Document section START
Background: While menopause results in the loss of cyclic steroid production, evidence exists for persistent, albeit reduced, ovarian androgen production. In order to continue to synthesize ovarian androgens, the steroidogenic enzymes necessary for androgen biosynthesis must be present. Few studies have selectively analysed some of the steroidogenic enzymes present in the post-menopausal ovary (PMO), and a comprehensive study of this matter has never been undertaken.
Methods: RNA and protein were obtained from PMO, pre-menopausal ovarian stroma, corpora lutea (CL), ovarian follicles, placenta, and myometrium. Oligonucleotide microarray analysis was performed to compare the gene expression profiles of PMO with pre-menopausal ovarian stroma. Real-time RT-PCR was performed for LH/HCG receptor (LHCGR), steroidogenic acute regulatory (StAR), cholesterol side-chain cleavage (CYP11A), 3beta-hydroxysteroid dehydrogenase type I (HSD3B1) and type II (HSD3B2, 3betaHSD), 17a-hydroxylase (CYP17), cytochrome b5 (CytB5), and aromatase (CYP19). Western blot analysis was performed for StAR, CYP11A, CYP17,and 3betaHSD.
Document section END
Information START
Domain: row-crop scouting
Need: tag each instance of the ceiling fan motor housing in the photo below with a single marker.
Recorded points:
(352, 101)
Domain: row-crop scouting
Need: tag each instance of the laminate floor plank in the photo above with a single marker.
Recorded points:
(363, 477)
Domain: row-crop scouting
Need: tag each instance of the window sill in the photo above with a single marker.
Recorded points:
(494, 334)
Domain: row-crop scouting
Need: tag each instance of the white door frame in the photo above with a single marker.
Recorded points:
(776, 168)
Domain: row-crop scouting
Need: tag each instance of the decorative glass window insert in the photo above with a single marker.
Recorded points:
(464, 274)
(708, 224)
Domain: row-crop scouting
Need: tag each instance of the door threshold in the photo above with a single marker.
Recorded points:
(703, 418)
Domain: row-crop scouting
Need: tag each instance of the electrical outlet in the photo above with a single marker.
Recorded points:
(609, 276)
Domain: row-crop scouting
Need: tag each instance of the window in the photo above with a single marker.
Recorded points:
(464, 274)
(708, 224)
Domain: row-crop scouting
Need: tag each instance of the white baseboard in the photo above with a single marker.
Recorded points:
Information END
* _Set of tasks_:
[A] In the abstract on the postmenopausal ovary, which proteins were analyzed by Western blot?
[B] Pick up the abstract on the postmenopausal ovary after its final sentence and continue writing it.

* _Answers for the exercise_:
[A] StAR, CYP11A, CYP17, and 3betaHSD.

[B]
Results: The PMO and pre-menopausal ovarian stroma had a similar pattern of steroidogenic enzyme expression. The PMO had persistent, but reduced, levels of LHCGR and most steroidogenic enzymes. CYP19 and HSD3B2 mRNA were greatly reduced in PMO in comparison with CL (50-fold and 2000-fold less respectively). HSD3B2 was not detectable in PMO by western analysis.
Conclusions: This study supports the idea that the PMO retains some steroidogenic capacity. However, based on steroidogenic enzyme expression, the PMO has a unique pattern of steroidogenic enzyme expression that favors Delta5 steroid formation over Delta4 steroid formation.